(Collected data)
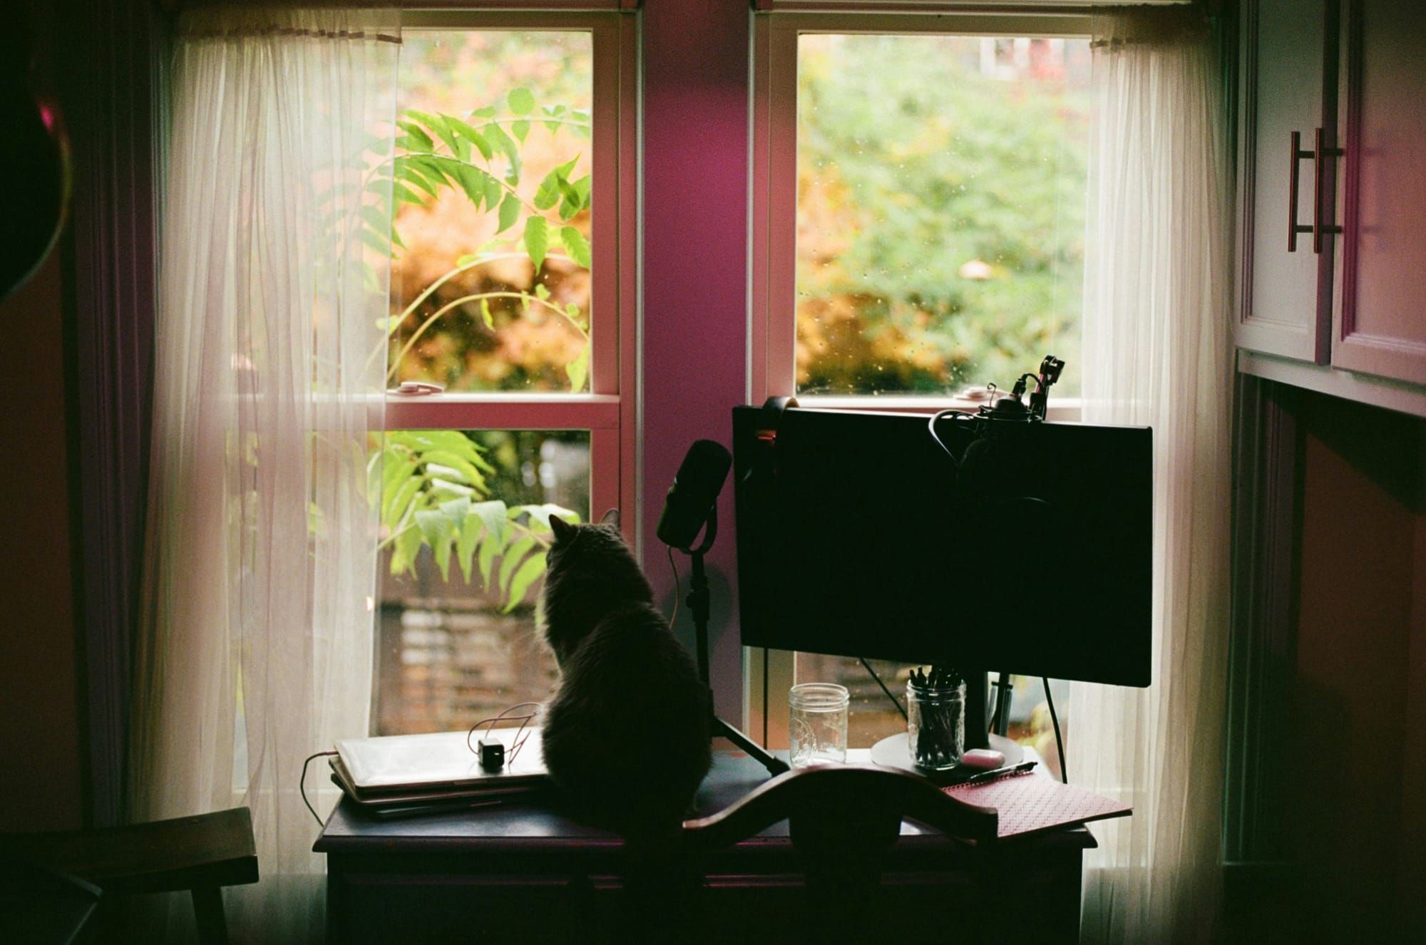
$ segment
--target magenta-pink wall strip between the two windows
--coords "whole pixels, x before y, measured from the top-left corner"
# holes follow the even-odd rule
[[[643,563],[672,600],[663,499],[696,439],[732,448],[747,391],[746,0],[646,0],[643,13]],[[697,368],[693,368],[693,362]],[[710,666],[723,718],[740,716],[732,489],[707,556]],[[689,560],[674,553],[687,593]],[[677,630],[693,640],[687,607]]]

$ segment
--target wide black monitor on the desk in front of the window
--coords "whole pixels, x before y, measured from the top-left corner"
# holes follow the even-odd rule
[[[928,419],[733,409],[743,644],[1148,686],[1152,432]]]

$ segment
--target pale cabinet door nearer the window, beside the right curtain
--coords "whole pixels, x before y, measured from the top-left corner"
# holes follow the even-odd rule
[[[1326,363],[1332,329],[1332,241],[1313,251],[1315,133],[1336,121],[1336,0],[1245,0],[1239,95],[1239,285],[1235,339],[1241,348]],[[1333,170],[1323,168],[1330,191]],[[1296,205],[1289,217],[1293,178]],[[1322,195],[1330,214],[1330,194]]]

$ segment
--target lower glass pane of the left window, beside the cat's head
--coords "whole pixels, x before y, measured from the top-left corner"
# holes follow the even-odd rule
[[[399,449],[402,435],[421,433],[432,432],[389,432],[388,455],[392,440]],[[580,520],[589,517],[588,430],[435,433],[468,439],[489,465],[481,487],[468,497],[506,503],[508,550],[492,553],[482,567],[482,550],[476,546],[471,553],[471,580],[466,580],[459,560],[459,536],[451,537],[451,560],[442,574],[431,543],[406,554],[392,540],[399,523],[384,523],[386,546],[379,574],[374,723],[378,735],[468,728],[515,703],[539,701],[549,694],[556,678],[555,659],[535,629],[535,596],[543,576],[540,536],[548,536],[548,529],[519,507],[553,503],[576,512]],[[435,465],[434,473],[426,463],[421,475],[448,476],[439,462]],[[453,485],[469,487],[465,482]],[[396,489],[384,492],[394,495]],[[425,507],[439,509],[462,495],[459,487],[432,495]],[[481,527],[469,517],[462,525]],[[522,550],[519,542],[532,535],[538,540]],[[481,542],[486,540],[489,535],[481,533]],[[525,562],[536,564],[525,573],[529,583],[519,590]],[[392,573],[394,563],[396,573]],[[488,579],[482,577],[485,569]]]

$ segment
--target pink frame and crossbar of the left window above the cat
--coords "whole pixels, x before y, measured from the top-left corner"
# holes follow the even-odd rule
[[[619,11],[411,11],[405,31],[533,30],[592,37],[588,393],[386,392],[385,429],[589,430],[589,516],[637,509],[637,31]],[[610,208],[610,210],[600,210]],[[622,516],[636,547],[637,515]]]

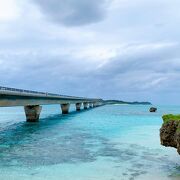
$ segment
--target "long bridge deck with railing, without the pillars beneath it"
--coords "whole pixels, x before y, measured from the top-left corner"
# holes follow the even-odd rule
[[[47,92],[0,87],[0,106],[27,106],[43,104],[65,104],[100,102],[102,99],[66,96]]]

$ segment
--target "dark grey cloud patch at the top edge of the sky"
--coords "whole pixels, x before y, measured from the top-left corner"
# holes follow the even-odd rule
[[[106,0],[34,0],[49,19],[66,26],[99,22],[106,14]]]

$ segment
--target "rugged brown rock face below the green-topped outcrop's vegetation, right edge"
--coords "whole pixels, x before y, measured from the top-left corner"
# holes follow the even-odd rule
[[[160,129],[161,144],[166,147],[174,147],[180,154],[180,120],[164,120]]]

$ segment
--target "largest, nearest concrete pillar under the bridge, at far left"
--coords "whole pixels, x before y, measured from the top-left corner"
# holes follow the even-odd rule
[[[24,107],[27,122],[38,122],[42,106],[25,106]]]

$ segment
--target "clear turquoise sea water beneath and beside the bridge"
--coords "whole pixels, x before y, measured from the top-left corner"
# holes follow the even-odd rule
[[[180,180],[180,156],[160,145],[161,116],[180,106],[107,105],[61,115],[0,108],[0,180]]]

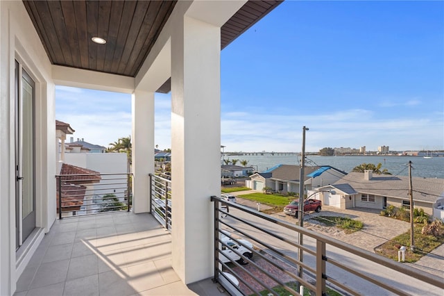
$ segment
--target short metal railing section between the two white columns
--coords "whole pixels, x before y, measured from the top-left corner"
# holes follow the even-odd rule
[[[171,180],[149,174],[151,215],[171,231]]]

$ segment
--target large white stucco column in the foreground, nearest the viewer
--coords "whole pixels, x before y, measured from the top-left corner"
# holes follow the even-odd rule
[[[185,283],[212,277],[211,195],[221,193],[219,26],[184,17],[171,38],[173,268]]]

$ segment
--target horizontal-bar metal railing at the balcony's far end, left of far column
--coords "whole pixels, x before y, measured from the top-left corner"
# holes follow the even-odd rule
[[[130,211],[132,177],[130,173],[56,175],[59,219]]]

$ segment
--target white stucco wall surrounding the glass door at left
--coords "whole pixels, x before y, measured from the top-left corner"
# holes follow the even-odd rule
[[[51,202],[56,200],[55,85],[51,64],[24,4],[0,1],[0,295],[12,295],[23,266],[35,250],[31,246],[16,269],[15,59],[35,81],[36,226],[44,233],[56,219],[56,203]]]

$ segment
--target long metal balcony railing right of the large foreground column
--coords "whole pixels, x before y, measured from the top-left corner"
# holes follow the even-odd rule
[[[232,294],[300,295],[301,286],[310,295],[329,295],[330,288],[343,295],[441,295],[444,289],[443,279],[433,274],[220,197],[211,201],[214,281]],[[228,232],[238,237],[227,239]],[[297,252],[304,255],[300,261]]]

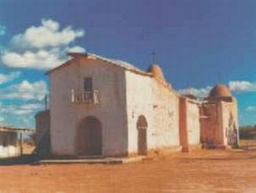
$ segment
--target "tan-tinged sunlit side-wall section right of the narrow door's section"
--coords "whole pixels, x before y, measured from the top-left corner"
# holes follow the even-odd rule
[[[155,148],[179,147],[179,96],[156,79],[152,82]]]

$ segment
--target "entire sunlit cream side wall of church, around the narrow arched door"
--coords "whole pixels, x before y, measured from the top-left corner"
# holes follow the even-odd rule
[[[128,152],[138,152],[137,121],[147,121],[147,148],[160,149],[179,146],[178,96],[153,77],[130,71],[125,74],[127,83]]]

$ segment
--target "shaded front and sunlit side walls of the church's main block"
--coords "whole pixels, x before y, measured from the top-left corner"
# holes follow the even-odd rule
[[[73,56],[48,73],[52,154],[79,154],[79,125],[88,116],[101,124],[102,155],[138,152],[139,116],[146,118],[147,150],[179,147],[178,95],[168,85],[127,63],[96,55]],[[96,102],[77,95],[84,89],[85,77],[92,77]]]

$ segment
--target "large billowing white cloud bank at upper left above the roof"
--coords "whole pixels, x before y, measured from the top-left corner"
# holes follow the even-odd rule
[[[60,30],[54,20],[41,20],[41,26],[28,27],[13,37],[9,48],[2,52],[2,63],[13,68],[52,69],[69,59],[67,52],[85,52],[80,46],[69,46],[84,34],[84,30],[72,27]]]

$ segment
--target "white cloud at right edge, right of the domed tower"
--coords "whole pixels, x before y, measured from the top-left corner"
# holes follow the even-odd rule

WHAT TO PRODUCE:
Look through the data above. Each line containing the word "section" needs to be copied.

RESPONSE TO THE TASK:
--target short metal railing section between the two white columns
--target "tan-tinged sunlit side-wall section right of the narrow door's section"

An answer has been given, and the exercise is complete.